(Short problem): Rewrite everything from the line containing "Identify each crane's dark" down to the end of the records, keeping the requests as they are. Add 86 to every bounding box coordinate in the answers.

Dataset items
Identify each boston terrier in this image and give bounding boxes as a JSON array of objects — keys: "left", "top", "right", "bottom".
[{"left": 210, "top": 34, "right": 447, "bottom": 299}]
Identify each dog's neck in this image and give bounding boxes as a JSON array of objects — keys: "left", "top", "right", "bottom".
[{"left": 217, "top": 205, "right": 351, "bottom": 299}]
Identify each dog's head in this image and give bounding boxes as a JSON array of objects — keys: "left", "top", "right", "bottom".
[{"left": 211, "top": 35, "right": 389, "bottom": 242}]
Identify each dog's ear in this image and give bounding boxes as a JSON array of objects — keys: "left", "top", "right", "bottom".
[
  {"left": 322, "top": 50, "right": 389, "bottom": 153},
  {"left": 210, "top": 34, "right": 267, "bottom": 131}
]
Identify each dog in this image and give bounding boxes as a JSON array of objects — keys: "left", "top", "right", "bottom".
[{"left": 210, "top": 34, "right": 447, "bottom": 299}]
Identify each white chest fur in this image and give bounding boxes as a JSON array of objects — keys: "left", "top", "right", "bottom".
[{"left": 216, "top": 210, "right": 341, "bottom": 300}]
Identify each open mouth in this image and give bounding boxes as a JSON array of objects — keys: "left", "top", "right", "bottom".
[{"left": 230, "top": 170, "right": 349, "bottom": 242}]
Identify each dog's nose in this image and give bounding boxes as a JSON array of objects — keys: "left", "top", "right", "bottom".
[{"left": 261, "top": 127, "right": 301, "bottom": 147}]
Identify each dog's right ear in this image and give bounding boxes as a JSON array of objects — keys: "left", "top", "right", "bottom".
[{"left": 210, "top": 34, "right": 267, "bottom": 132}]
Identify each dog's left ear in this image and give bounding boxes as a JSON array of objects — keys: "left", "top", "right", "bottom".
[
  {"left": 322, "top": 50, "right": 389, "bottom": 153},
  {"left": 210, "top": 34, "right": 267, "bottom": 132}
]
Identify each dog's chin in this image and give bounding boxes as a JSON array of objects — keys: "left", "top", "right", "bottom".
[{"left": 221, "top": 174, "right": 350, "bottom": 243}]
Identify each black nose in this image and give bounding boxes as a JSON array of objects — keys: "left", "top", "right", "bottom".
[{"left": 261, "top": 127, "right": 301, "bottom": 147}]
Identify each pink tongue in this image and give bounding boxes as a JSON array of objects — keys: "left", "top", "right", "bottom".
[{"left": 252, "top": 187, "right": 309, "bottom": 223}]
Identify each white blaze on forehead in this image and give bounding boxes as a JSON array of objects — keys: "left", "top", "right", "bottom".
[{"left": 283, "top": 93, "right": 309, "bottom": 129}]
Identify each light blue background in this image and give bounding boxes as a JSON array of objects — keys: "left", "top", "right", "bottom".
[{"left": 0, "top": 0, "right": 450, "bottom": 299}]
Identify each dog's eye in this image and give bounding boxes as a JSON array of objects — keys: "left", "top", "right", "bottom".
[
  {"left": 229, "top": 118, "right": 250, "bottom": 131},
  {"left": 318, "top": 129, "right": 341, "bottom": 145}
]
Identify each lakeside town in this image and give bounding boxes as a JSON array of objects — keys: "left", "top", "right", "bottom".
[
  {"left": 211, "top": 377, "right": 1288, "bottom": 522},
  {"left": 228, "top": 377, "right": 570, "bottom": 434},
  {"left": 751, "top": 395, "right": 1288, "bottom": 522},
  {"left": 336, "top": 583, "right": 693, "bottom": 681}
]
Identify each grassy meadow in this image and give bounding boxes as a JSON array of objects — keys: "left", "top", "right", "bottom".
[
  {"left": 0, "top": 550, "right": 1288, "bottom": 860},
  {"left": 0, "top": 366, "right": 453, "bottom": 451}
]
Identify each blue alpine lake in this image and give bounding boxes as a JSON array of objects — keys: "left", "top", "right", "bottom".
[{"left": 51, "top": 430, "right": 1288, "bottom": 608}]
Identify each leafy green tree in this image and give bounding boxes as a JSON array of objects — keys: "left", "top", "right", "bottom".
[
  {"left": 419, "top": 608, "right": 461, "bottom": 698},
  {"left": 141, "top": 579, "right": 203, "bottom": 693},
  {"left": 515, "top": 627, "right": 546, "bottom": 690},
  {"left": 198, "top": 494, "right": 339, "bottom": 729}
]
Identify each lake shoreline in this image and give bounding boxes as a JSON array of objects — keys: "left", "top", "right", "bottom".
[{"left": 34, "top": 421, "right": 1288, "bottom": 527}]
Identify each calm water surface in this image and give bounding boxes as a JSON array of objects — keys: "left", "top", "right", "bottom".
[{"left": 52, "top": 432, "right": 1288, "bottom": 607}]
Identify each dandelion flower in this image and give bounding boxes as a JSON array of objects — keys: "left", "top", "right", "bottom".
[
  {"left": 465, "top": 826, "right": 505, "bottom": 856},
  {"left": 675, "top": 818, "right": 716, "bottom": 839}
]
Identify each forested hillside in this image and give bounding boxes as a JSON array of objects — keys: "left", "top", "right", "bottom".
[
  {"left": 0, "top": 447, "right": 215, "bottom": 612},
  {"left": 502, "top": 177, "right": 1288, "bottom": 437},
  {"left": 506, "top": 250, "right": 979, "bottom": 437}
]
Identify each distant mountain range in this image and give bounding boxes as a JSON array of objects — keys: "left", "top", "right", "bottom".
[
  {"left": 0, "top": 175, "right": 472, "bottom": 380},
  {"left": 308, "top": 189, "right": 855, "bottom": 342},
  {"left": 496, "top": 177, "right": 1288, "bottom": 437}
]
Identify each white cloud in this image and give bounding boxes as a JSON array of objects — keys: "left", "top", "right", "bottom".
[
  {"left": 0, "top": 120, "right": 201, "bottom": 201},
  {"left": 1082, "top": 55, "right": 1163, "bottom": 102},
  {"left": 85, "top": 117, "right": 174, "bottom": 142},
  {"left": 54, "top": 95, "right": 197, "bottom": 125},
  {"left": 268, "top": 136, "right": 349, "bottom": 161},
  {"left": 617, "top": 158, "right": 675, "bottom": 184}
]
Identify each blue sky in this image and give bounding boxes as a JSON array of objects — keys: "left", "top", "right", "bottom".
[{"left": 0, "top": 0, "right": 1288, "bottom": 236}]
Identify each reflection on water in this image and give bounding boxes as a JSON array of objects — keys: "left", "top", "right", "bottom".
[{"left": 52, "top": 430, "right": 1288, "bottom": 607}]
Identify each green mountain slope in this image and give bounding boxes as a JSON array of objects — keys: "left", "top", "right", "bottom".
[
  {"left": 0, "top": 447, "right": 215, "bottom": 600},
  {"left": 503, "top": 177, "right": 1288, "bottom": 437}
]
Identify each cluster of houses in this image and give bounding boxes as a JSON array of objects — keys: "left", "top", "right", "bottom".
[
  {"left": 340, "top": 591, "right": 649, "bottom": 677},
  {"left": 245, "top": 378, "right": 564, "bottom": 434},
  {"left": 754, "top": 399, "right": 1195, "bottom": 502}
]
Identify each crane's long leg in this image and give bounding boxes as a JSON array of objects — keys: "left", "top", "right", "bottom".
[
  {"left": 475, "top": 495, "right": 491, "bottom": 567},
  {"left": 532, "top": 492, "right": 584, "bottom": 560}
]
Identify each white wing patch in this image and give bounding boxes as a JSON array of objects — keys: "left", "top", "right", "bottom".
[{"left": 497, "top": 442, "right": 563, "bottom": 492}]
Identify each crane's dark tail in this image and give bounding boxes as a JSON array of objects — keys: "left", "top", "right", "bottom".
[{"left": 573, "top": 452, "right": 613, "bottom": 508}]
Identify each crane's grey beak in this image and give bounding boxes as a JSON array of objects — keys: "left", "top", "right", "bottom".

(Result below):
Identify each crane's dark tail in this image and give bounding boxes as a JSON array of objects — keys: "left", "top", "right", "bottom".
[{"left": 659, "top": 538, "right": 699, "bottom": 594}]
Identify each crane's grey beak in this image and give bounding boxes as a JSON array of objects — keys: "left", "top", "right", "bottom".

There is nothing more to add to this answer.